> [WHAT YOU SHOULD DO]
A faithful copy of all the records is needed, with the pictures omitted.

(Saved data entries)
::::::
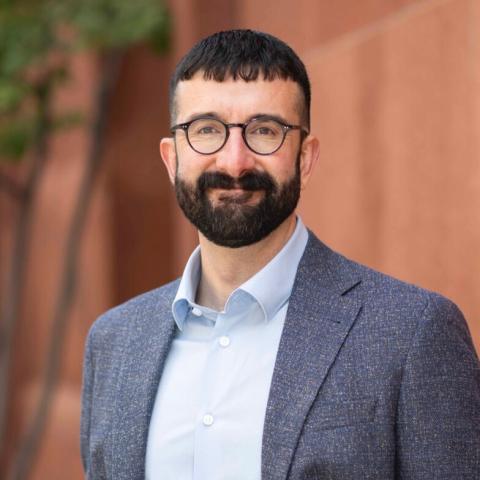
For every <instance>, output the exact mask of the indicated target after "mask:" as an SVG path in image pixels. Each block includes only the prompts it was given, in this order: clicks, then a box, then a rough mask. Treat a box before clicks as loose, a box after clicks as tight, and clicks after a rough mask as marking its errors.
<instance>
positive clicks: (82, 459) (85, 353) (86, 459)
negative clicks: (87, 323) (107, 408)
mask: <svg viewBox="0 0 480 480" xmlns="http://www.w3.org/2000/svg"><path fill="white" fill-rule="evenodd" d="M93 378H94V362H93V355H92V329H91V330H90V332H89V335H88V337H87V341H86V345H85V352H84V360H83V382H82V410H81V417H80V452H81V455H82V463H83V468H84V470H85V474H86V477H87V478H88V477H89V471H90V454H89V452H90V448H89V443H90V421H91V414H92V400H93Z"/></svg>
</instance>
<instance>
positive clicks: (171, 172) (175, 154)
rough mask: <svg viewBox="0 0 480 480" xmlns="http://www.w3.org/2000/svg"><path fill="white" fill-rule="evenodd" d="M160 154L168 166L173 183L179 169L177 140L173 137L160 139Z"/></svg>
mask: <svg viewBox="0 0 480 480" xmlns="http://www.w3.org/2000/svg"><path fill="white" fill-rule="evenodd" d="M160 156H161V157H162V160H163V163H164V164H165V167H166V168H167V172H168V176H169V178H170V182H171V183H172V185H173V184H174V183H175V173H176V171H177V153H176V151H175V141H174V140H173V138H171V137H167V138H162V139H161V140H160Z"/></svg>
::::::
> [YOUR SOLUTION]
For every <instance>, output the exact mask of the indicated target after "mask:" as an SVG path in image pixels. Each block includes only the prompts it was given, in this order: clicks, then a box, then a rough mask. Treat a box before clicks as loose, a box after clicks as tight, and clicks after a rough mask as marking its errors.
<instance>
positive clicks: (82, 459) (85, 353) (86, 459)
negative clicks: (87, 323) (107, 408)
mask: <svg viewBox="0 0 480 480" xmlns="http://www.w3.org/2000/svg"><path fill="white" fill-rule="evenodd" d="M93 378H94V362H93V355H92V329H91V330H90V332H89V335H88V337H87V341H86V345H85V352H84V360H83V382H82V410H81V417H80V452H81V455H82V463H83V468H84V470H85V474H86V477H87V478H88V477H89V471H90V454H89V452H90V448H89V443H90V421H91V414H92V400H93Z"/></svg>
</instance>
<instance>
positive clicks: (171, 172) (175, 154)
rough mask: <svg viewBox="0 0 480 480" xmlns="http://www.w3.org/2000/svg"><path fill="white" fill-rule="evenodd" d="M160 154L168 166L173 183L179 169L177 140L173 137L160 139Z"/></svg>
mask: <svg viewBox="0 0 480 480" xmlns="http://www.w3.org/2000/svg"><path fill="white" fill-rule="evenodd" d="M160 156H161V157H162V160H163V163H164V164H165V167H166V168H167V172H168V176H169V178H170V182H171V183H172V185H173V184H174V183H175V173H176V171H177V153H176V151H175V141H174V140H173V138H171V137H167V138H162V139H161V140H160Z"/></svg>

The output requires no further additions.